- _必須課題_:
「As part of a basketball court analysis system, find the clump」を含む行から「0,64 -> 400,266」を含む行まで（両端を含む）だけを、依頼文の行も含めてすべて書き直し、解答の座標値を1.6倍して整数に丸めて（0.5は切り上げ）スケールを変換してください。依頼文とその書式例の数値はそのまま残してください。

- _入力データ_:
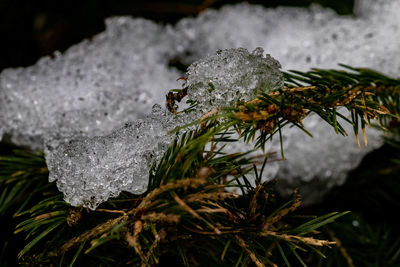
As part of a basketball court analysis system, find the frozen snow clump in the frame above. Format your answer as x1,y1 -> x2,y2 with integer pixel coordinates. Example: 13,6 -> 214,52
46,105 -> 173,209
0,17 -> 179,149
0,0 -> 400,204
185,48 -> 284,112
176,0 -> 400,76
269,109 -> 383,203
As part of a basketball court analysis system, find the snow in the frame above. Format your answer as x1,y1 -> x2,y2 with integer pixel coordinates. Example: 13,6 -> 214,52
0,0 -> 400,208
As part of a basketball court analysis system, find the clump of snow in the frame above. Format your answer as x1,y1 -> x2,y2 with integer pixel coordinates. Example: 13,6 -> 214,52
185,48 -> 284,113
176,0 -> 400,76
46,105 -> 174,209
274,109 -> 384,203
0,0 -> 400,207
0,17 -> 179,149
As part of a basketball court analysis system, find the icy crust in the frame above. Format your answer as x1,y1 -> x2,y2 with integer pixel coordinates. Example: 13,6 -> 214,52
0,17 -> 179,149
0,0 -> 400,207
274,112 -> 384,203
185,48 -> 284,112
46,106 -> 173,209
0,0 -> 400,149
176,0 -> 400,76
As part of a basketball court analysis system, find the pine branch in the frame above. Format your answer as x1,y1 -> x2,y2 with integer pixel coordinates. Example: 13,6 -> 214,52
0,64 -> 400,266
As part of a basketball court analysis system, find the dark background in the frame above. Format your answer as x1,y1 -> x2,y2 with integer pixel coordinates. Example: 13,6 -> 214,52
0,0 -> 400,266
0,0 -> 354,71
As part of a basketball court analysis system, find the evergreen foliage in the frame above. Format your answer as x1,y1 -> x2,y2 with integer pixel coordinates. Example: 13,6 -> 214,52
0,66 -> 400,266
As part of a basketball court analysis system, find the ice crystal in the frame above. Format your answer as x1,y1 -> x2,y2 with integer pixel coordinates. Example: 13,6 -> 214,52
0,17 -> 179,149
185,48 -> 283,112
46,106 -> 173,209
0,0 -> 400,203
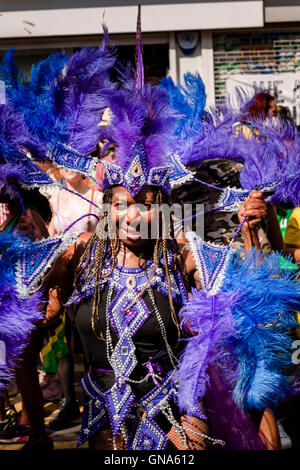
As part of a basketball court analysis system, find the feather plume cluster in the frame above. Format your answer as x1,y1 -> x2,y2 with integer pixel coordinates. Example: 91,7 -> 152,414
99,78 -> 178,168
0,234 -> 43,393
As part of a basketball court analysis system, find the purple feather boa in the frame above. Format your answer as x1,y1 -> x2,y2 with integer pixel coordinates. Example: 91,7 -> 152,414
177,289 -> 239,416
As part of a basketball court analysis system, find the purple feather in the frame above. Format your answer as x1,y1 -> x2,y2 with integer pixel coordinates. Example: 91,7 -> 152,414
0,282 -> 42,393
178,289 -> 239,415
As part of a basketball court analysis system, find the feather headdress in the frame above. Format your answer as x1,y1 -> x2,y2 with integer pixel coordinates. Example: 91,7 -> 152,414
178,232 -> 300,413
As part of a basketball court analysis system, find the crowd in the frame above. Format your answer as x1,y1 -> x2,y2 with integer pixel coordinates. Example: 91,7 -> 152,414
0,17 -> 300,450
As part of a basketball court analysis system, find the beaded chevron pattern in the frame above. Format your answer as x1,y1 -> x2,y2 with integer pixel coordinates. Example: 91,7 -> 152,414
15,233 -> 78,299
78,370 -> 177,450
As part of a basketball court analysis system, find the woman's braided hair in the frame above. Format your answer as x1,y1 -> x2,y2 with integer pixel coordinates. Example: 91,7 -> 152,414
73,188 -> 189,339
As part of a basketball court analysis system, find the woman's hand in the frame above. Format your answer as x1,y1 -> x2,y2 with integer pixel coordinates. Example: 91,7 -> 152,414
238,189 -> 267,233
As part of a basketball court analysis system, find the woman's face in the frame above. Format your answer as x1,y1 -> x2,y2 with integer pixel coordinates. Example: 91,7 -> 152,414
111,186 -> 156,248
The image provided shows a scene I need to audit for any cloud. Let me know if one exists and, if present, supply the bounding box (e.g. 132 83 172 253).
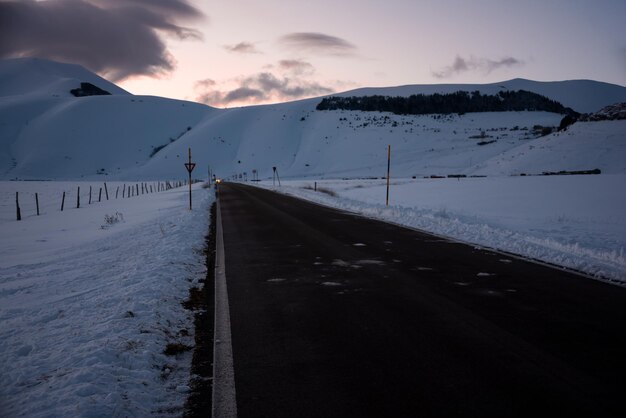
278 32 357 56
224 42 261 54
278 60 315 75
432 55 524 78
0 0 205 81
195 60 333 107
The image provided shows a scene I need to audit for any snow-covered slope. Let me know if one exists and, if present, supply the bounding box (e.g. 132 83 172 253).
0 58 130 97
0 59 214 179
0 60 626 180
338 78 626 113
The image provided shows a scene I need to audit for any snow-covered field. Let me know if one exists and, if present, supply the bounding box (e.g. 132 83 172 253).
0 182 214 417
254 174 626 285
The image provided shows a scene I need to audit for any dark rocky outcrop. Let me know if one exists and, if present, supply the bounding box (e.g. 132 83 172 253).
70 83 111 97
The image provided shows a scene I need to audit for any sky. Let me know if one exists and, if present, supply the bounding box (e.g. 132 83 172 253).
0 0 626 107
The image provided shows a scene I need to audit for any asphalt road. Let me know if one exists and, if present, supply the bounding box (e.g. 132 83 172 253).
219 184 626 417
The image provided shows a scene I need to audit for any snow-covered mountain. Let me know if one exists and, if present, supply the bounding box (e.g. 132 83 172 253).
0 59 626 179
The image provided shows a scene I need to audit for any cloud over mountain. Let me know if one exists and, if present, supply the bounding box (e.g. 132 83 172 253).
0 0 205 81
278 32 357 56
432 55 524 78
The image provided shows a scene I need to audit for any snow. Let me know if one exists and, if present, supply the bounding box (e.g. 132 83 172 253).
0 182 214 417
338 78 626 113
0 60 626 181
0 59 626 416
252 173 626 285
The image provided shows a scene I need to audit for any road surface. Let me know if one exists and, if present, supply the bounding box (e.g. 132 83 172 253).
219 184 626 417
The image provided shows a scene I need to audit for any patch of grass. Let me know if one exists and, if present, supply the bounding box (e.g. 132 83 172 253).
317 187 337 197
183 287 206 311
163 343 193 356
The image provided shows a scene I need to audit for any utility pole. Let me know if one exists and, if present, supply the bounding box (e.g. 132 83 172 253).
185 148 196 210
272 167 280 187
385 145 391 206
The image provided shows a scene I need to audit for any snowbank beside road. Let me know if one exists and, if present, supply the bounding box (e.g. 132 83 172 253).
0 182 213 417
254 174 626 284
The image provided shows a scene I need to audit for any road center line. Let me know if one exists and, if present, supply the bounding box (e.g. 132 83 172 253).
213 198 237 418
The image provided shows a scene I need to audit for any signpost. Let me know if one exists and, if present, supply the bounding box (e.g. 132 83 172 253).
385 145 391 206
185 148 196 210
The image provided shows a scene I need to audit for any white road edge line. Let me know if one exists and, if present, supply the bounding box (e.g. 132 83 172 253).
212 197 237 418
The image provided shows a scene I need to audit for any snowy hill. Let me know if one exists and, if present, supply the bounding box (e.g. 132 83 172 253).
0 59 626 180
0 58 130 97
337 78 626 113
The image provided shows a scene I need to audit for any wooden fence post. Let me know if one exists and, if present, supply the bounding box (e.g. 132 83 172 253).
15 192 22 221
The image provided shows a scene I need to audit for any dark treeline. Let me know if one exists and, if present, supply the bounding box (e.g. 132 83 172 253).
316 90 578 118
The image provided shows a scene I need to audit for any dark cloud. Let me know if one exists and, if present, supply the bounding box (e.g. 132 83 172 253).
0 0 204 81
279 32 357 56
196 72 333 107
432 55 524 78
224 42 261 54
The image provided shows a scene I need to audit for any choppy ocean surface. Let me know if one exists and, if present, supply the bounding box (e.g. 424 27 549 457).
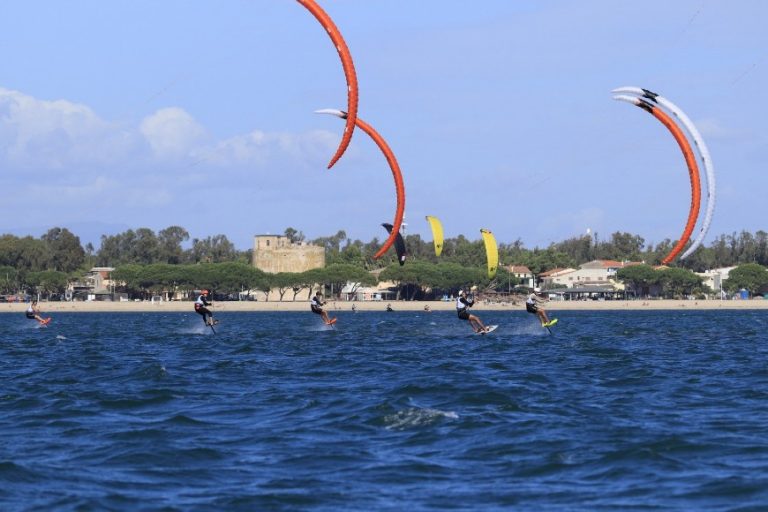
0 309 768 511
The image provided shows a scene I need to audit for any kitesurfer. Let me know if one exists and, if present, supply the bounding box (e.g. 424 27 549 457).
309 292 331 324
456 290 488 332
25 300 45 324
525 288 554 327
195 290 218 325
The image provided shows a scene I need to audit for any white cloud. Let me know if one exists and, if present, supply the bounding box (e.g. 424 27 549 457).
0 88 136 172
139 107 206 160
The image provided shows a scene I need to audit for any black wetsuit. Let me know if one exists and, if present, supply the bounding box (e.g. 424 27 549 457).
195 295 213 325
456 297 475 320
309 297 324 315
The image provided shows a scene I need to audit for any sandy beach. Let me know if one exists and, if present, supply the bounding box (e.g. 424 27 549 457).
0 299 768 314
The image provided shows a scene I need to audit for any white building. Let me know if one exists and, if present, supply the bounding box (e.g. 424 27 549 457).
504 265 535 288
540 260 640 290
696 267 736 298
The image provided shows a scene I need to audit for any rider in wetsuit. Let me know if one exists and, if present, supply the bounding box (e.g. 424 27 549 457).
24 300 45 324
456 290 488 332
525 288 552 327
309 292 331 324
195 290 218 325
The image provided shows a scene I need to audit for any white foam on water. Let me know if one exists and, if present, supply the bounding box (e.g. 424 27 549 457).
384 407 459 430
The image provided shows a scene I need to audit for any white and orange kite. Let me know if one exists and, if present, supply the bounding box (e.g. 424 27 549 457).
296 0 357 169
611 87 715 265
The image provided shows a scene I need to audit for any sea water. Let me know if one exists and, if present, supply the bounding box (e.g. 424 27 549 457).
0 310 768 511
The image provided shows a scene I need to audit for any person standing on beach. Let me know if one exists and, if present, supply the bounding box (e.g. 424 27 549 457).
456 290 488 333
195 290 218 326
525 288 555 327
309 291 331 324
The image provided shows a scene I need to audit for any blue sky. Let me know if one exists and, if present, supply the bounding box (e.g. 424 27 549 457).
0 0 768 249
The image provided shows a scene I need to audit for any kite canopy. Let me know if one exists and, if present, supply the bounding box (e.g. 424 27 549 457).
427 215 443 258
315 108 405 265
613 90 701 265
296 0 357 169
611 86 716 260
480 229 499 279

- _解答例_:
As part of a basketball court analysis system, find the clump of snow in the frame above. Format your answer as x1,y1 -> x2,y2 with integer pixel coordinates. Example: 13,6 -> 214,52
296,77 -> 454,181
282,0 -> 640,122
74,168 -> 278,334
438,174 -> 614,325
0,0 -> 640,331
0,27 -> 286,238
As part of a basketball court analysis system, find the icy crust in the frame above. Format your answer as x1,y1 -> x2,y2 with integer pixel coordinates. Example: 13,6 -> 214,52
0,27 -> 286,238
0,0 -> 640,331
438,179 -> 614,325
296,77 -> 454,179
74,170 -> 277,334
0,0 -> 640,238
282,0 -> 640,122
As part of a basketball court analysis system, find the pine branch in the frame above. Format your answer as x1,y1 -> x2,y2 with integer pixel coordinates. Example: 13,6 -> 214,52
0,102 -> 640,426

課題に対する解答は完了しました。